== Extracted material

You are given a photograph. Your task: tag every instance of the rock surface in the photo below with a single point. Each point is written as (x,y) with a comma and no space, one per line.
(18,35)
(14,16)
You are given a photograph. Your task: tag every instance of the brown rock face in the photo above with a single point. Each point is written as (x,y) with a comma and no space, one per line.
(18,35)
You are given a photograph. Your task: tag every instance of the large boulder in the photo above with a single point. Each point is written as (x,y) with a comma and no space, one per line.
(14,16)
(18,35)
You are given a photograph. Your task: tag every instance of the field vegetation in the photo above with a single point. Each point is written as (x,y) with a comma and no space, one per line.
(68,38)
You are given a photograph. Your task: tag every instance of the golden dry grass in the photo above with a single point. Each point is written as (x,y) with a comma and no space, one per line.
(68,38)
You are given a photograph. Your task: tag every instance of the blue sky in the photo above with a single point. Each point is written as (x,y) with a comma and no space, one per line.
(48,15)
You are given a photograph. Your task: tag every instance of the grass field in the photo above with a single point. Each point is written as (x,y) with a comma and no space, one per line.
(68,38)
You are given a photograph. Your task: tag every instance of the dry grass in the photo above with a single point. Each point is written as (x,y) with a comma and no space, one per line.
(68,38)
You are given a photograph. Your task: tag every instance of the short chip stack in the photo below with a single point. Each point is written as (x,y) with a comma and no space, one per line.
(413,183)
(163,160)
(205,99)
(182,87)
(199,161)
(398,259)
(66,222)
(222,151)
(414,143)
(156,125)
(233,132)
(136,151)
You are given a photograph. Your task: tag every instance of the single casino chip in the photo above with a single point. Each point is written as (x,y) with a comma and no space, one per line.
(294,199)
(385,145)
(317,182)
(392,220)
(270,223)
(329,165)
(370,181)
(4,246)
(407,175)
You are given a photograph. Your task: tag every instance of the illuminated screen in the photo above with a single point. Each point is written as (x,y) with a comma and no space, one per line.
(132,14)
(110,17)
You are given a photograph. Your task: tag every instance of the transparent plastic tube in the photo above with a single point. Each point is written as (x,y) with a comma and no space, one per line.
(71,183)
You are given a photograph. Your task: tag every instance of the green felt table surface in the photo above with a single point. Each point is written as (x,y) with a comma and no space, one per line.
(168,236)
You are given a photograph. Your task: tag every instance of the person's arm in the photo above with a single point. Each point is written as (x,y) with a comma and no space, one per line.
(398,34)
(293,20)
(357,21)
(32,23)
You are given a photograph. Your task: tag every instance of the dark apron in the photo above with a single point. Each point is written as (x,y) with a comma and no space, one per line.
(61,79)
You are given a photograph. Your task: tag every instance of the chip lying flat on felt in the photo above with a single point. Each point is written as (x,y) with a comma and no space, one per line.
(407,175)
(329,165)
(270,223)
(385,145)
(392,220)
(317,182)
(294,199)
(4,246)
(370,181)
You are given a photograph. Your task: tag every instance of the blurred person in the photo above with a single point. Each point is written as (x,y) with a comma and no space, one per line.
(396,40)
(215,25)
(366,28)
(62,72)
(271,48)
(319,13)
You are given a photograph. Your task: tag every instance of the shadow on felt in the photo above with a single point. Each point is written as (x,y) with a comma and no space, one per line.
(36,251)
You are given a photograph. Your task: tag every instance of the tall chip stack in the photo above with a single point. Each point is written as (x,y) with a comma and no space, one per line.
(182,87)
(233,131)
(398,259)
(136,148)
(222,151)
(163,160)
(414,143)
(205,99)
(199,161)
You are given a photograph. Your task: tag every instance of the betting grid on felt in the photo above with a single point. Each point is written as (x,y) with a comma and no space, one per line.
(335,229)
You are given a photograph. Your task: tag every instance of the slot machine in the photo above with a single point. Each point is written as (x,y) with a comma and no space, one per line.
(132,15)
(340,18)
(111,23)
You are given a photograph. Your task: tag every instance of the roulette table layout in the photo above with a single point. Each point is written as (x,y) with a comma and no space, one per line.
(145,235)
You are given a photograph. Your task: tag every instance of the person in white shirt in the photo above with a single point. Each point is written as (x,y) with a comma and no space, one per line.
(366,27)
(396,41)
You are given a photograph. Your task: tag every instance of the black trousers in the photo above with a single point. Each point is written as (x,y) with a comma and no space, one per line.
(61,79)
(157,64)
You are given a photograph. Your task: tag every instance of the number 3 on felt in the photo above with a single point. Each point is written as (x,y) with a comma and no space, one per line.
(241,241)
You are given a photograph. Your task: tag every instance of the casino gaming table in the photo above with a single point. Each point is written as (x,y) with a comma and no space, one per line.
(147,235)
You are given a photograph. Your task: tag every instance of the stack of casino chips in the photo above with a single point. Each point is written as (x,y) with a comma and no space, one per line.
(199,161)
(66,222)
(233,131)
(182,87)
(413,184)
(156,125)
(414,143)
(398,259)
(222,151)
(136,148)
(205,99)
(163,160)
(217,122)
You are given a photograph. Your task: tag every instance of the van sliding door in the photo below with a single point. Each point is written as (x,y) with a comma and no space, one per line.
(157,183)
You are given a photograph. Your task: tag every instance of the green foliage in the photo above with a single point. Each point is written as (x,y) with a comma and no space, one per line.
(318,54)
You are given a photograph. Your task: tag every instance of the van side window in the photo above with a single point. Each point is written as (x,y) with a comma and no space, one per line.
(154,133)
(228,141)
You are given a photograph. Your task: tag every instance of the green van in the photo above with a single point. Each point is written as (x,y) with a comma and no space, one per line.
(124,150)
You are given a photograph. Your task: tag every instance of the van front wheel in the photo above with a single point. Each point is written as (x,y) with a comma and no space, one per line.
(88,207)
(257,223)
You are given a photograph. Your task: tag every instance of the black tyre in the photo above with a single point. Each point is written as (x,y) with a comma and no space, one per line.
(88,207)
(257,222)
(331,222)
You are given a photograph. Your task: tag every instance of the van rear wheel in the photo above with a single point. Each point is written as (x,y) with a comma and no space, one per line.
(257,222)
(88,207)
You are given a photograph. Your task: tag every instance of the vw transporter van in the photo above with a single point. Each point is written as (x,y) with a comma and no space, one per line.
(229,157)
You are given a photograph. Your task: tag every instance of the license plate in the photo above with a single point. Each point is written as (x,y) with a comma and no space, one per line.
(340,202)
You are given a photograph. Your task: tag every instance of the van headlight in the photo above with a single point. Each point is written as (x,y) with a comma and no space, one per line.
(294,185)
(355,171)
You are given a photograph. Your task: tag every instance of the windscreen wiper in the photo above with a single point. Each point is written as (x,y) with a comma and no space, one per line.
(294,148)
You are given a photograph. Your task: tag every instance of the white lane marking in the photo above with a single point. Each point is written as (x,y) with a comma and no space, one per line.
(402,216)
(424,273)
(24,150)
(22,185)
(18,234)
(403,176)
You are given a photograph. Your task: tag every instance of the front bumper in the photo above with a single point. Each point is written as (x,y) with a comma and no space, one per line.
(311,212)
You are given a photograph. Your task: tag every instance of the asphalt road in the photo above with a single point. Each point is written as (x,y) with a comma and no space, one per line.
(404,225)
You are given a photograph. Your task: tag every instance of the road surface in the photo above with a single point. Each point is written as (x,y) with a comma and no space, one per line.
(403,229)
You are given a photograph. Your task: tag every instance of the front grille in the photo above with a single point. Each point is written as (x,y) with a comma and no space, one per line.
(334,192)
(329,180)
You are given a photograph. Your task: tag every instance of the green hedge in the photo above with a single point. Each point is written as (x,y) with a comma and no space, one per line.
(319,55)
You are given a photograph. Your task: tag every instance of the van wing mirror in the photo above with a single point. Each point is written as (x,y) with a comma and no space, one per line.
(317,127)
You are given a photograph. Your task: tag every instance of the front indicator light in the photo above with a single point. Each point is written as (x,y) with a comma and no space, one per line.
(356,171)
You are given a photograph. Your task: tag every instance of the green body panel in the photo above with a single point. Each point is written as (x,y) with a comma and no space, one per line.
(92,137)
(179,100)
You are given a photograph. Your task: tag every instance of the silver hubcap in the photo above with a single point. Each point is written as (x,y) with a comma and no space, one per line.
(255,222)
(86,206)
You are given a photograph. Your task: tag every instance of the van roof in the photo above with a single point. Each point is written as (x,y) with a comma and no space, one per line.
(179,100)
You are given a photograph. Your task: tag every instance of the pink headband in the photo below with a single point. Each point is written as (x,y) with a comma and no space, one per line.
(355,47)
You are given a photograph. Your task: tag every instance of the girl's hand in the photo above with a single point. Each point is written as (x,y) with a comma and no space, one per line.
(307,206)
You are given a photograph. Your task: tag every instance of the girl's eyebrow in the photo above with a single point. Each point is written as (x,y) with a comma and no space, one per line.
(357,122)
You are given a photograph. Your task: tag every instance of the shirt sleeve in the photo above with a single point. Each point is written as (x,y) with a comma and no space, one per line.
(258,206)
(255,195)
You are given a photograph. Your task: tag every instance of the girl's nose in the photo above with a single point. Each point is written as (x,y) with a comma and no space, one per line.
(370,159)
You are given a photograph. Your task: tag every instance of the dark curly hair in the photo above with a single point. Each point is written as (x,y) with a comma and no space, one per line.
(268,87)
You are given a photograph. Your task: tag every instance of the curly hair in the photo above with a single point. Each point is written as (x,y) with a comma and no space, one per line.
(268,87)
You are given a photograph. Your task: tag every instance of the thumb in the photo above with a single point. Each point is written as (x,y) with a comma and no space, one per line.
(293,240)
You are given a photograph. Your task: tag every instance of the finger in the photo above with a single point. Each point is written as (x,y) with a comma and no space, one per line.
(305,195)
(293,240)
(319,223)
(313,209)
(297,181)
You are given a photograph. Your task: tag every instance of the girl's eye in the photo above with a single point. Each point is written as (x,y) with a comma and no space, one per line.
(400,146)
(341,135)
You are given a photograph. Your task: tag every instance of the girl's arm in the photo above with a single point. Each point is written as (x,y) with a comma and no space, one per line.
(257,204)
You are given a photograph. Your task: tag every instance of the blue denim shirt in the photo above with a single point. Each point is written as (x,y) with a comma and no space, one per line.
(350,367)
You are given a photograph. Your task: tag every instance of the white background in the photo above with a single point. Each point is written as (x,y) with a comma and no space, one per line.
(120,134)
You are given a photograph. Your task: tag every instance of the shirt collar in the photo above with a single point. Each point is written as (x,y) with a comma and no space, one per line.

====

Exercise goal:
Return, word for word, each line from the line that contains "of the curly" to the end of the listing above; include both end lines and nothing else.

Worked solution:
You are given a photograph. Your task: tag every instance of the curly hair in the photo above with a single point. Each point is written as (x,y) with a comma and no space, one per line.
(268,87)
You are given a photograph. Your task: tag every instance of the thumb in the photo above with a single point. Each point is written as (x,y) with a comma and no space, one per line.
(293,240)
You are given a photograph. Your task: tag every instance of the finger in the photo above with a single point. Each point is written as (x,y) with a comma and no space, one per line.
(305,195)
(293,240)
(319,223)
(313,209)
(297,181)
You are given a photograph. Your task: tag every instance of the girl's eye in the photo above with a single point. Each point is written as (x,y) with a comma and no space, one per line.
(400,146)
(341,135)
You are given a photograph. Your task: tag every instance of the girl's arm in the photo above with a single point. Each point is written as (x,y) with a comma and no space, one per line.
(257,204)
You are given a photograph. Your task: tag every instance of the blue denim shirt in the photo above with a single point. Each point is written as (x,y) with a comma and no space, one per line.
(350,367)
You are given a photograph. Your task: tag every instance of the white background in the photo above with a single point. Each point is written as (x,y) with a comma and no space, one per line.
(120,134)
You are given a photograph. Your task: tag every instance of the shirt collar in the photo above with a single point. Each point is written as (x,y) with a comma and no space, one per line.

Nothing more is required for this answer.